## Exercise instructions
All of the entries are to be returned word for word.

Data items
__________________________________________________
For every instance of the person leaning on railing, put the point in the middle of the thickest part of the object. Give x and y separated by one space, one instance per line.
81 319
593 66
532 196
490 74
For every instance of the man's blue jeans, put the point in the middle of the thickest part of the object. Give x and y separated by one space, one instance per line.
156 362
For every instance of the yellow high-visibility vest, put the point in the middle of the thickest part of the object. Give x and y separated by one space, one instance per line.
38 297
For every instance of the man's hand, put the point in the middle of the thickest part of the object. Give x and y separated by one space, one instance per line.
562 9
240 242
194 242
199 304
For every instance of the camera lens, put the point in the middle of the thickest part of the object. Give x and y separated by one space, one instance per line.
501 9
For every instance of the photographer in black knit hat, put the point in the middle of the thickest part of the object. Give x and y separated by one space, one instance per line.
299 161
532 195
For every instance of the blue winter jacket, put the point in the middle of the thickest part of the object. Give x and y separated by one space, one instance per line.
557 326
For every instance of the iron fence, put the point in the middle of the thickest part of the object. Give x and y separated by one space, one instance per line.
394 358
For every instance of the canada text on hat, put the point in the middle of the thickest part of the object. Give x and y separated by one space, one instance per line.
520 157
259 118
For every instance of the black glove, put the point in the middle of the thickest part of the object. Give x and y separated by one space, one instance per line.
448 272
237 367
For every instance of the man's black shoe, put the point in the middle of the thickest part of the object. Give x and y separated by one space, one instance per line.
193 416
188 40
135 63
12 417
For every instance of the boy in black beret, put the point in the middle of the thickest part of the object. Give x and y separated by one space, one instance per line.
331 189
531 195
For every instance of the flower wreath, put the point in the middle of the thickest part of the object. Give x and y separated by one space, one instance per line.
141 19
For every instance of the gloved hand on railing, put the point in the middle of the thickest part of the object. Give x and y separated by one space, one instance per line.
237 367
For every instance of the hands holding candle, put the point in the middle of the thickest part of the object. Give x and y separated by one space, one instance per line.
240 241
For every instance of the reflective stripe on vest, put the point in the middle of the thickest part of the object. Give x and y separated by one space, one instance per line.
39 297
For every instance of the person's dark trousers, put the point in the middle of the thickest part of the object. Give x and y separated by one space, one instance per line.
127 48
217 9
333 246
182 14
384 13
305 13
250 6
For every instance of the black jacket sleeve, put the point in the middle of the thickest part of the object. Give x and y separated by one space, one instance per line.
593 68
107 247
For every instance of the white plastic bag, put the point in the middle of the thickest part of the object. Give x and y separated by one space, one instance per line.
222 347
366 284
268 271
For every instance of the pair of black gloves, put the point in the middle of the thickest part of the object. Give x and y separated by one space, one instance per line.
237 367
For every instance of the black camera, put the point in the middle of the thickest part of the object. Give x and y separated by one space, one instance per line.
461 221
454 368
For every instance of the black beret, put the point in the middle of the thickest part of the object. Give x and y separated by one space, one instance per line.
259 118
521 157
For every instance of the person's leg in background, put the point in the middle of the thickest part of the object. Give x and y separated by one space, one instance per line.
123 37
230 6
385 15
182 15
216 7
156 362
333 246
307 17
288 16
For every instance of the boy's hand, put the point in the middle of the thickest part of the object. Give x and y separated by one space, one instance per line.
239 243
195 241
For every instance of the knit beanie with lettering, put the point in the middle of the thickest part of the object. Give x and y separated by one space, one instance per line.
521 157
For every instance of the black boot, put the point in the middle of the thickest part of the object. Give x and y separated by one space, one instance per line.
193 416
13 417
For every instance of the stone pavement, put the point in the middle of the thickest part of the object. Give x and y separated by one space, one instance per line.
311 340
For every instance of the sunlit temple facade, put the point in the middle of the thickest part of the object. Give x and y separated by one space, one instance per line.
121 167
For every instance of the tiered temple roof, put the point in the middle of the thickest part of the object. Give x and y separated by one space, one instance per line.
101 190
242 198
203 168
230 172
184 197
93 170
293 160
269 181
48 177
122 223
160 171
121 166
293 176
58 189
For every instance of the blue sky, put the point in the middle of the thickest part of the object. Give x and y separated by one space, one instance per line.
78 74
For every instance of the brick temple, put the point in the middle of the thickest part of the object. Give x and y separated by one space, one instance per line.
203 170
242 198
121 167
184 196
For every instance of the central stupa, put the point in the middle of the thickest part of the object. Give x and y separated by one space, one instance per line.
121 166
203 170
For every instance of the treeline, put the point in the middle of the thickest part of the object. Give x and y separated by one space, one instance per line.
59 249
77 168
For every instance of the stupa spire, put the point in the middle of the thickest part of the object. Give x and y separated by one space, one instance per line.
__________________________________________________
## Answer below
For every instance of the person leaning on railing, put the point in the middle of the thickest part of the object. Give x and y separated by one space, one instance per line.
81 319
593 66
532 196
490 74
For every instance of the man's blue jeans, put the point in the middle of the thickest part of the object. Give x and y separated by one space, one instance per line.
156 362
For every instance of the yellow high-visibility vest, put the point in the middle of the thickest part of the object. Give x and y separated by one space, one instance per line.
38 297
For every instance of the man's hand, put the point in the middle of the thickest part of the object. Give x and y separated by one space, one instance per line.
562 9
240 242
194 242
199 304
For every instance of the camera lens, put the point in the middle of the thickest part of the object. Give x and y separated by one space, one instance per line.
501 9
For every instance of the photographer in black knit hat, put the point in the middle of the thickest part of the object. Give x and y separated by one space, one instance per line.
299 161
532 195
For every instance of the blue winter jacket, put the point in the middle of the thickest part of the object. Give x and y separated by one space, one instance per line.
557 326
For every instance of the iron fence, put the point in the middle of the thickest part of the object. Give x and y separated by one space, one instance per line.
394 358
For every instance of the canada text on hat, put the point in the middle of the thickest part of the object. Give x and y separated by one space, one instance per line.
520 157
259 118
For every instance of the black glove, put the point in the middle of the thickest part of the object. Give x and y separated by one space, one instance per line.
448 272
237 367
For every instance of the man's black shoe, put the point in the middle of the thickest part of the object. Give x and y separated by one space, one instance per line.
193 416
188 40
135 63
12 417
For every instance of the boy in black beret, put the point in the middle of the thickest part of the object. Give x and y separated by one space, one instance per line.
331 189
531 195
For every instance of the flower wreath, put the point in the middle of the thickest part of the object. Give x and y separated by one space, one instance per line.
141 19
For every instance of the gloved hand on railing, put the point in the middle of the thickest part of the object. Give x and y separated by one space, one instance per line.
237 367
For every instance of the hands holding candle, put the point in the middle of the thickest part of the object. Give x and y separated by one space, one instance per line.
240 241
For every instance of the reflective stripe on vest, put the point in the middle of the thickest part of the object. Give x and y separated by one space, one instance per line.
39 297
For every instance of the person's dark trousers, put the point in the middle of the thickest part of the object. Give x and y separated by one space, one instance per line.
127 48
217 9
333 246
182 14
384 13
305 13
250 6
For every instance of the black jacket sleeve, put the point in the middle of the thickest part of the object. Give x and y separated by one space, one instance per line.
593 68
107 247
For every instance of the white plastic bag, put the point in the middle of the thickest part of the object. Give x and y separated by one space, one instance per line.
222 347
366 284
268 271
For every instance of the pair of black gloves, put the point in the middle of the thickest part of the object. Give x and y separated by one space, one instance per line.
237 367
For every instance of the black camera, put the point in the middle of the thickest part of the object. Give x and y separated by one space, one instance per line.
461 221
454 368
For every instance of the black beret, put the point in the middle of the thickest part of the object. Give x and y separated by one space, one instance per line.
259 118
521 157
For every instance of the person's leg in background, put the point in the middle of the thickest part of the object. Give x and y separated by one space, one instance per line.
123 37
230 6
385 15
182 15
216 7
156 362
333 246
307 17
288 16
For every instance of the boy's hand, put the point in the middle of the thickest part of the object. Give x and y separated by one space, one instance per line.
239 243
195 241
For every instance of the knit beanie with lettering, put the point in the middle of the thickest part of the object. Give x and y separated by one space, one instance per line.
521 157
For every instance of the black boot, put the point in the middle of the thickest part of the object. Give x and y separated by one space, one instance per line.
193 416
13 417
For every instance of the stone pavement, put the point in the middle of the thickest part of the object. Give x and y separated by one space, one instance per line.
311 340
For every instance of the sunlit temple facade, put the point in the middle of the thickest part of the object. Give x and y separated by one space, one instance per line.
121 167
For every instance of the tiered temple roof, put the point in the middle of the thickest part of the object. Give x and y separated by one space, one instance per line.
101 190
242 198
203 168
230 172
184 197
93 170
293 160
269 181
48 177
122 223
160 171
121 166
293 176
58 189
For every instance of the blue sky, put the point in the middle of the thickest part of the object. Give x and y separated by one space, one instance per line.
78 74
For every instance of the brick temple, put the point in the middle of the thickest part of the object. Give x and y separated by one space, one instance per line.
203 170
242 198
121 167
184 196
For every instance of the central stupa, put the point in the middle of the thickest part of the object. Give x and y separated by one space, one instance per line.
121 166
203 170
For every instance of the treeline, put the point in the middle of the thickest part of the object. Give x and y separated by one space, one instance per line.
59 249
77 168
For every instance of the stupa spire, put the point in the middle of the thickest part of the object. Give x and y separated by one space, one instance per line.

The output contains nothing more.